_Tekstfragment_
3.3.10.Opmerkelijk is in de visie van Imhoff dat uitsluitend in een cirkel van ongeveer 15 centimeter vanaf de paal waar [eiser] aan stelt te zijn vastgebonden sporen van benzine zijn gevonden en niet, zoals in een dergelijk geval te verwachten is, in een grotere omtrek. Imhoff stelt dat minimaal vijf liter brandstof moet zijn gebruikt om de brand in het zalencomplex te initiëren. [eiser] heeft echter verklaard dat hij, behoudens de fles waarmee hij is overgoten, niets heeft gezien. Recentelijk is een monster uit de tank van de motor van [eiser] genomen om na te gaan of de brand met uit zijn tank afkomstige benzine is aangestoken. De uitslag van dit onderzoek is nog niet bekend.
Meerdere codes (ongevraagd) afgegeven
3.3.11.Niet goed valt in te zien waarom [eiser] naar eigen zeggen naar aanleiding van de vraag van één van de daders naar de code van de kluis, de cijfercodes van zowel de kluis in de kelder als die van de bij de daders onbekende kluis in zijn woning, alsmede, blijkens zijn verklaring van 1 juni 2015 die van de deur tussen het theater en zijn woning heeft afgegeven. Van dit laatste heeft [eiser] niet eerder melding gemaakt. De route naar de kluis in de woning vanaf de plek waar [eiser] werd vastgebonden, is bovendien relatief lang voor iemand die snel en ongezien weg wil komen.
3.3.12.Ongeloofwaardig is dat [eiser] zich door achter (een deel van een) scharnier aan de paal te haken en hard te trekken van de tiewraps heeft weten te bevrijden. Het is een feit van algemene bekendheid dat tiewraps doorgaans niet zonder hulpmiddelen zijn los te krijgen. Het gefotografeerde letsel aan de polsen van [eiser] dient nog te worden voorgelegd aan de medisch adviseur om te kunnen vaststellen of dit letsel een logisch gevolg is van het vastgebonden zijn met tiewraps.

Verzamelde gegevens
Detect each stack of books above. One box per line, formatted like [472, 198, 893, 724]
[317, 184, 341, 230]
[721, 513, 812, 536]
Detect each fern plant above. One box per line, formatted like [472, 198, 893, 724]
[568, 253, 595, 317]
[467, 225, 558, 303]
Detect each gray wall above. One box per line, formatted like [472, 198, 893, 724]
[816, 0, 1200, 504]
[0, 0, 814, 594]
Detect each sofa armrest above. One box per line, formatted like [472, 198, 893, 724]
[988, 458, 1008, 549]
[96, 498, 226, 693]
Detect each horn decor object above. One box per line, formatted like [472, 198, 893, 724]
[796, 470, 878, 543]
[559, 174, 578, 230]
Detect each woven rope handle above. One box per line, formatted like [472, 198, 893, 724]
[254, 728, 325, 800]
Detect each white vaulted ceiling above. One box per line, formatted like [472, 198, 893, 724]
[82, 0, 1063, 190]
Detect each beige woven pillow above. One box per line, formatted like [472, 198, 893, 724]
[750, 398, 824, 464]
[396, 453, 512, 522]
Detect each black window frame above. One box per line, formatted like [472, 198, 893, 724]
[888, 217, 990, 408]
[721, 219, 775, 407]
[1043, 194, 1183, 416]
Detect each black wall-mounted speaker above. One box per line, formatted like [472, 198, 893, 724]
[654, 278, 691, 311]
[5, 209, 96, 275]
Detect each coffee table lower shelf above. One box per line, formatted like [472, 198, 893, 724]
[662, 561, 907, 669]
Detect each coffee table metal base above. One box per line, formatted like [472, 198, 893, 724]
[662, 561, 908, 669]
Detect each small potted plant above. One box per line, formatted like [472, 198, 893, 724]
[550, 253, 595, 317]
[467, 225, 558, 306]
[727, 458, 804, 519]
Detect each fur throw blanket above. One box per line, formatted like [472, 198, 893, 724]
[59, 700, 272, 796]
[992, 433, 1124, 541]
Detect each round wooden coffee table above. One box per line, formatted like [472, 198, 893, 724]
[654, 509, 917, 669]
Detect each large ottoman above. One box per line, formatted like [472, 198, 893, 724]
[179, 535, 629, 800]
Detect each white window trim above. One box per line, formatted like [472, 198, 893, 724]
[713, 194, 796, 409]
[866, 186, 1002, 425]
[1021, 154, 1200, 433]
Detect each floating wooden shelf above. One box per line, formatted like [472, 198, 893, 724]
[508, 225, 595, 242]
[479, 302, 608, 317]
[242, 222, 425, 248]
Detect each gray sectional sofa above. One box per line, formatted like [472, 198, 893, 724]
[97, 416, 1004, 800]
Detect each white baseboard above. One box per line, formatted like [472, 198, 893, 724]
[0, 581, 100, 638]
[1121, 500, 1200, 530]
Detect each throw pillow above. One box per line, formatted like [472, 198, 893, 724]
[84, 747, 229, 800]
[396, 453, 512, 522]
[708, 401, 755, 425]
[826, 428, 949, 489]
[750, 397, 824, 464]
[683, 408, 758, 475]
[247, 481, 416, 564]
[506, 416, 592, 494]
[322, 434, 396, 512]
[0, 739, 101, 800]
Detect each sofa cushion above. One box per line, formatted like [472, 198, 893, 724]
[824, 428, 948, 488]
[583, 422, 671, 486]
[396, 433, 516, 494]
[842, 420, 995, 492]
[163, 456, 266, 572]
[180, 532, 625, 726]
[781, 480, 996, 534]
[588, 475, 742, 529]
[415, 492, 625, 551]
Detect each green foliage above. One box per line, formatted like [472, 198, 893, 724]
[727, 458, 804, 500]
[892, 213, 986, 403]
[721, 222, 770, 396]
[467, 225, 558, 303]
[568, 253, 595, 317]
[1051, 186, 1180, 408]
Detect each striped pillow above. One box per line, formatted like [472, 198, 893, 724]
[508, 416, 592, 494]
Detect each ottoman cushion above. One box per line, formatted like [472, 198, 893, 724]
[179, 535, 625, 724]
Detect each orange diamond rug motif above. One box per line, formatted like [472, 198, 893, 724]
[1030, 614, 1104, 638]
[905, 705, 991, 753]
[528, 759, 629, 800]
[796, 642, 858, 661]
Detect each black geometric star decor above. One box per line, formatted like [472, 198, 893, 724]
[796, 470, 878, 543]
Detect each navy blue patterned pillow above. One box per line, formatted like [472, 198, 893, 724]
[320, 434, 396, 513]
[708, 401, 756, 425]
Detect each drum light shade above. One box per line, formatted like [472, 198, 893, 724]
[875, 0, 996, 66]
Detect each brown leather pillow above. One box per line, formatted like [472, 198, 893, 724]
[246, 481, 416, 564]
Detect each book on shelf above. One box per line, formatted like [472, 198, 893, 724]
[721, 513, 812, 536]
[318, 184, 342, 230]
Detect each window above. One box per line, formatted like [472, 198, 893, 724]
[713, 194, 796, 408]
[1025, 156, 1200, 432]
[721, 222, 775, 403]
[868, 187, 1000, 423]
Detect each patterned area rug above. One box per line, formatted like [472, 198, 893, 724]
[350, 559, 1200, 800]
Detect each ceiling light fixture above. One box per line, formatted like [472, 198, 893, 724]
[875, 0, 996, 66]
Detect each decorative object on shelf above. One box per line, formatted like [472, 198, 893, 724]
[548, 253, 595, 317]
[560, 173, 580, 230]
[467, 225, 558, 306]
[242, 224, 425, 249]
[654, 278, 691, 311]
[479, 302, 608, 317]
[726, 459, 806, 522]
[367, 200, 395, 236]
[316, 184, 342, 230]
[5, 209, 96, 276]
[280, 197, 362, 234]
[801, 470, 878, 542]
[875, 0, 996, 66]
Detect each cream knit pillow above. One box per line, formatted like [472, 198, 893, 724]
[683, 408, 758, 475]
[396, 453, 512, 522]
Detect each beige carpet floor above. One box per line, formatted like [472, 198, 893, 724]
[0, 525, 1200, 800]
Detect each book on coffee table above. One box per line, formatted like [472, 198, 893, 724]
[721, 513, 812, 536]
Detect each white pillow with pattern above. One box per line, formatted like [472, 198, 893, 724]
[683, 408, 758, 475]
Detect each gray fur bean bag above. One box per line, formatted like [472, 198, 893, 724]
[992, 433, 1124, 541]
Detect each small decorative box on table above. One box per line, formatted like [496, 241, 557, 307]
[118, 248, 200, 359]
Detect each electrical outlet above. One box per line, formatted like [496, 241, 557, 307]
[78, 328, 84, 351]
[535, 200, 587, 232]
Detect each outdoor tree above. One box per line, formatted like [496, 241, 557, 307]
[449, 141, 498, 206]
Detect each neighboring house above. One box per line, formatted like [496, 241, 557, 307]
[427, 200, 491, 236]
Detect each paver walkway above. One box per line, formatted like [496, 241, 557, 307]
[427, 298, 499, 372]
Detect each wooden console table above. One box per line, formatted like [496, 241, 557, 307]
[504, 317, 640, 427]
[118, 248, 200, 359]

_Opdracht 1_
Hoeveel brandstof moet volgens Imhoff in het tekstfragment minimaal zijn gebruikt om de brand in het zalencomplex te initiëren?
_Opdracht 2_
Geef uit het tekstfragment de passage terug die begint bij de woorden "3.3.10.Opmerkelijk is in" en stopt na de woorden "nog niet bekend.".

_Antwoord 1_
Minimaal vijf liter brandstof.

_Antwoord 2_
3.3.10.Opmerkelijk is in de visie van Imhoff dat uitsluitend in een cirkel van ongeveer 15 centimeter vanaf de paal waar [eiser] aan stelt te zijn vastgebonden sporen van benzine zijn gevonden en niet, zoals in een dergelijk geval te verwachten is, in een grotere omtrek. Imhoff stelt dat minimaal vijf liter brandstof moet zijn gebruikt om de brand in het zalencomplex te initiëren. [eiser] heeft echter verklaard dat hij, behoudens de fles waarmee hij is overgoten, niets heeft gezien. Recentelijk is een monster uit de tank van de motor van [eiser] genomen om na te gaan of de brand met uit zijn tank afkomstige benzine is aangestoken. De uitslag van dit onderzoek is nog niet bekend.